#### WHAT THE TASK ASKS
From the items below, return verbatim the lines starting at the line that contains "In which part of the above photo does the dark" and ending at the line that contains "top-left (538, 116), bottom-right (640, 141)", with both of those lines included.

#### Annotated coordinate records
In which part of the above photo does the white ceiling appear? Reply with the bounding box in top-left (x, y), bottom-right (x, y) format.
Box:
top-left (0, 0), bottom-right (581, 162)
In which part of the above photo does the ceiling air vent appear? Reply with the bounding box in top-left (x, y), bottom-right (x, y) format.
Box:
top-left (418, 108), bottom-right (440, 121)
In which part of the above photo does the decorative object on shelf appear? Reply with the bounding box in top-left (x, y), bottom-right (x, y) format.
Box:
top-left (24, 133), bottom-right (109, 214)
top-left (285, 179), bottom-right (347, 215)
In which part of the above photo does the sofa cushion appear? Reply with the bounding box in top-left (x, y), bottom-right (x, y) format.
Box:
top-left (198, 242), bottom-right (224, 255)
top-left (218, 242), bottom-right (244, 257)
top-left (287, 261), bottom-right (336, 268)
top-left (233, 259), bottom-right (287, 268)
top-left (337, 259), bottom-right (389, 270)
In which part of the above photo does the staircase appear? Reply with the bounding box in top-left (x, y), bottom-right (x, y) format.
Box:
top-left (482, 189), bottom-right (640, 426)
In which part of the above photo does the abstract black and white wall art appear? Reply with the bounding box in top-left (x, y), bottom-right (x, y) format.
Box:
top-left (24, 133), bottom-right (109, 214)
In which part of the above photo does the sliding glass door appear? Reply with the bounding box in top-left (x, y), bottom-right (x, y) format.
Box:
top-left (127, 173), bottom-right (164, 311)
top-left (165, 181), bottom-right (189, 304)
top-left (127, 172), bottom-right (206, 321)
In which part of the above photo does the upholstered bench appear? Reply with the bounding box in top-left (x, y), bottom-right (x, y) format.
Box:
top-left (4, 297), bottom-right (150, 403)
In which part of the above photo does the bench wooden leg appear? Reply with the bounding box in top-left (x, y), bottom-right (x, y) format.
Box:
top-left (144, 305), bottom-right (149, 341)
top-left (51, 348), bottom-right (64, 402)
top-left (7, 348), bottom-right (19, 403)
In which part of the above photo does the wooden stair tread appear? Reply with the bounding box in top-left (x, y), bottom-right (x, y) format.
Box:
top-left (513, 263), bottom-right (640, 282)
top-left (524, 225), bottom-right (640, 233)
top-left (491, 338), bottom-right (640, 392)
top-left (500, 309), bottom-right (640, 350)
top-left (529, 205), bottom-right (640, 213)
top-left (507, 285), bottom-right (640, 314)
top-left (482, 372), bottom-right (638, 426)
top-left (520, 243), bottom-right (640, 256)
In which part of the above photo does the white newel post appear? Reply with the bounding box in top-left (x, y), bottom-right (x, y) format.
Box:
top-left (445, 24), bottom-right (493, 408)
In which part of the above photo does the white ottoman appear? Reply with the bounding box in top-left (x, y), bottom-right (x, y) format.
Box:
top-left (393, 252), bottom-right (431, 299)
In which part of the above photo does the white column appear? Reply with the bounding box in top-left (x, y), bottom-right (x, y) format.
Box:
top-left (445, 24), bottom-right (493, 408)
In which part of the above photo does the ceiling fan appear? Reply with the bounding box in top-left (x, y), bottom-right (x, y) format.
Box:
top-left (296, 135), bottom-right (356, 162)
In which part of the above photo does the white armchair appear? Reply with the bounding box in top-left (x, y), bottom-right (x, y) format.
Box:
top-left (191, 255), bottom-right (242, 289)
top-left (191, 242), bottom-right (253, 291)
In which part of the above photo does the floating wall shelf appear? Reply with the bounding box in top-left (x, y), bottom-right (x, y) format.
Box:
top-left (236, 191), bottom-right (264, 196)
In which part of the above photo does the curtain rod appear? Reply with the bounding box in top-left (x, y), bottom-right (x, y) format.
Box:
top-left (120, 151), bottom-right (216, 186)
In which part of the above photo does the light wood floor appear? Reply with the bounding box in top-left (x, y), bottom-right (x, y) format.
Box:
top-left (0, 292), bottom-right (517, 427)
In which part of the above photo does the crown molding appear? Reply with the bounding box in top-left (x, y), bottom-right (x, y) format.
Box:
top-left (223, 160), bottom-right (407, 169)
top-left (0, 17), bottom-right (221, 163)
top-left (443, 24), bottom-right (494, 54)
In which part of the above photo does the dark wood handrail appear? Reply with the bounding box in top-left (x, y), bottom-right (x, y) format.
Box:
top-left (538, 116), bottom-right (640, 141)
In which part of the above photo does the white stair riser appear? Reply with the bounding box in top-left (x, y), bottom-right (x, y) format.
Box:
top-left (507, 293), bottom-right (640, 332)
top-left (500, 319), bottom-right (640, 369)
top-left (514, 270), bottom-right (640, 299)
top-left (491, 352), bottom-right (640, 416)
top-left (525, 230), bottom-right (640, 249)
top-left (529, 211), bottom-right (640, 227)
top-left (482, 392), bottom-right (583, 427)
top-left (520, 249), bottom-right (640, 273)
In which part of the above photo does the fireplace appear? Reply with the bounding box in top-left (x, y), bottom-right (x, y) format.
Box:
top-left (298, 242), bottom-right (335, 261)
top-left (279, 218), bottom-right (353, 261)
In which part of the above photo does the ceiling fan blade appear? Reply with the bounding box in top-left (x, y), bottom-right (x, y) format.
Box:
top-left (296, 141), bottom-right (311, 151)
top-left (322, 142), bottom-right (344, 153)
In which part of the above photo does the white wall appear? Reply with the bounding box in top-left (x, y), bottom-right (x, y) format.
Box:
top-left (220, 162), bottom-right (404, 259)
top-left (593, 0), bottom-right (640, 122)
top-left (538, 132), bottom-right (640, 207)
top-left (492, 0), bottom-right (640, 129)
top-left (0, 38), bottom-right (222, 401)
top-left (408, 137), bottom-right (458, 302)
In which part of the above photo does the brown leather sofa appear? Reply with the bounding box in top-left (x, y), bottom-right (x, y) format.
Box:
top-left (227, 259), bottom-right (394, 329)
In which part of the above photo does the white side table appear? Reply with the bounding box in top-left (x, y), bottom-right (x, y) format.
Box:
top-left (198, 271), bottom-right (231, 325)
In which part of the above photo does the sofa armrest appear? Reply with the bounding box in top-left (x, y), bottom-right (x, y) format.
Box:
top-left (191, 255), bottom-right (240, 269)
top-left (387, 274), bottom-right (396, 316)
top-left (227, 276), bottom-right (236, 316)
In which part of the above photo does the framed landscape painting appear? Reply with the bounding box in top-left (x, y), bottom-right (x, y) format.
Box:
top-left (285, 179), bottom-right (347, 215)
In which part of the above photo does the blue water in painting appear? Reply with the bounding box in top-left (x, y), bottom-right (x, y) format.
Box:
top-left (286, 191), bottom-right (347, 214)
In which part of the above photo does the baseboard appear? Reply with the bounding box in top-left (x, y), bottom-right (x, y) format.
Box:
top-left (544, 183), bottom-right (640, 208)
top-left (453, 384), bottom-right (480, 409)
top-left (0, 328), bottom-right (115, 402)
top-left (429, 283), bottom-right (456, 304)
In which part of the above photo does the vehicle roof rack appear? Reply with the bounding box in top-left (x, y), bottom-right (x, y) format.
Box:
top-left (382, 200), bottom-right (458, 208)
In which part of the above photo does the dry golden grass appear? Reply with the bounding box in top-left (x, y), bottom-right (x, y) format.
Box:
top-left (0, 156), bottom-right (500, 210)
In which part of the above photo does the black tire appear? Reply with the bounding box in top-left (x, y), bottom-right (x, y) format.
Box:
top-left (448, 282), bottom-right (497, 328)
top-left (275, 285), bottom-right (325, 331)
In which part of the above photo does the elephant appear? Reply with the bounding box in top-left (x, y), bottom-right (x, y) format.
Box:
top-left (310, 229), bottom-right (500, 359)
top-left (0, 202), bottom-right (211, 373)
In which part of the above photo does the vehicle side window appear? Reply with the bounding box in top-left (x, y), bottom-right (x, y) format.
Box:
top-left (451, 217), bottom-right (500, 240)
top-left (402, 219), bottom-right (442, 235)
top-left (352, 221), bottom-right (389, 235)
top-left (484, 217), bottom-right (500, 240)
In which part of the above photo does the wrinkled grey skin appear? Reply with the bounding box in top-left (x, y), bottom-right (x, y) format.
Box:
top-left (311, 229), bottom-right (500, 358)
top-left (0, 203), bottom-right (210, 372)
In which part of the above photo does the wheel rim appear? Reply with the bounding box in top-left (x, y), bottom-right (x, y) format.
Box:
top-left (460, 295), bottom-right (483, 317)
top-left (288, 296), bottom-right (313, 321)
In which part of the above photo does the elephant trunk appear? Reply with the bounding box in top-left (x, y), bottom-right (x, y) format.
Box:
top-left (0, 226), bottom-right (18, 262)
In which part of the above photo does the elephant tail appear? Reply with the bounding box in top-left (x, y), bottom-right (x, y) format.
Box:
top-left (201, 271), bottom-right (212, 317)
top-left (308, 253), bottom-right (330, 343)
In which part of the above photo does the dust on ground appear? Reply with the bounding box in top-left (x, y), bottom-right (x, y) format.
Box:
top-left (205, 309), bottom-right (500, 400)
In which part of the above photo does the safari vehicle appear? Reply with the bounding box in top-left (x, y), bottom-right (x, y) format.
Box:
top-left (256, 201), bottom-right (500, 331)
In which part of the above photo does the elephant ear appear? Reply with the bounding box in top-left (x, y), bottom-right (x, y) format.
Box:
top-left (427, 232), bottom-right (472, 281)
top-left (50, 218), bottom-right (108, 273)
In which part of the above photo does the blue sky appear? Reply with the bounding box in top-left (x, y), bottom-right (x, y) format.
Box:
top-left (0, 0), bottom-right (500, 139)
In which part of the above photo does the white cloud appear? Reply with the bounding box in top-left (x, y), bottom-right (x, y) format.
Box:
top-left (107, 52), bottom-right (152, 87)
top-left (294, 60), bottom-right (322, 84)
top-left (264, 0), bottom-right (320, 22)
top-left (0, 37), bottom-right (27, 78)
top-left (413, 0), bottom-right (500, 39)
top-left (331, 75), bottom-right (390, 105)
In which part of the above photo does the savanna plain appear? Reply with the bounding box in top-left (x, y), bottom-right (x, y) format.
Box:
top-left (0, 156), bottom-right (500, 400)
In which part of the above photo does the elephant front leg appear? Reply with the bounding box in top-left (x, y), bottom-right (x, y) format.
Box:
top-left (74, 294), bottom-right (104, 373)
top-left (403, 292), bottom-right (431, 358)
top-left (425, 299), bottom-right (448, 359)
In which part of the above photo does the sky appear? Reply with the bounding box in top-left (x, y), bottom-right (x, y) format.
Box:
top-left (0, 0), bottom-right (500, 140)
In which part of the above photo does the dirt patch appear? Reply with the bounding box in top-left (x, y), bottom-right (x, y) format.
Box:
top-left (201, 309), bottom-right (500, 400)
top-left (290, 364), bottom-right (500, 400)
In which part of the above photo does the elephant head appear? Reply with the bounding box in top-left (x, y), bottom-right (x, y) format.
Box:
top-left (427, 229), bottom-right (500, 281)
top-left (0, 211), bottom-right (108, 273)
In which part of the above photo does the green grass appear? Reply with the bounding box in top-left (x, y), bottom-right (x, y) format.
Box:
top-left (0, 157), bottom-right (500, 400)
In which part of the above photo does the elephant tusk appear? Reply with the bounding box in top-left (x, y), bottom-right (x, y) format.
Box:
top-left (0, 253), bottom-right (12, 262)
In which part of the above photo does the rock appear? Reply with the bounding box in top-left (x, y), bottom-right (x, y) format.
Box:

#### WORKED SOLUTION
In which part of the above photo does the dark wood handrail appear? Reply with the bounding box in top-left (x, y), bottom-right (x, y) format.
Box:
top-left (538, 116), bottom-right (640, 141)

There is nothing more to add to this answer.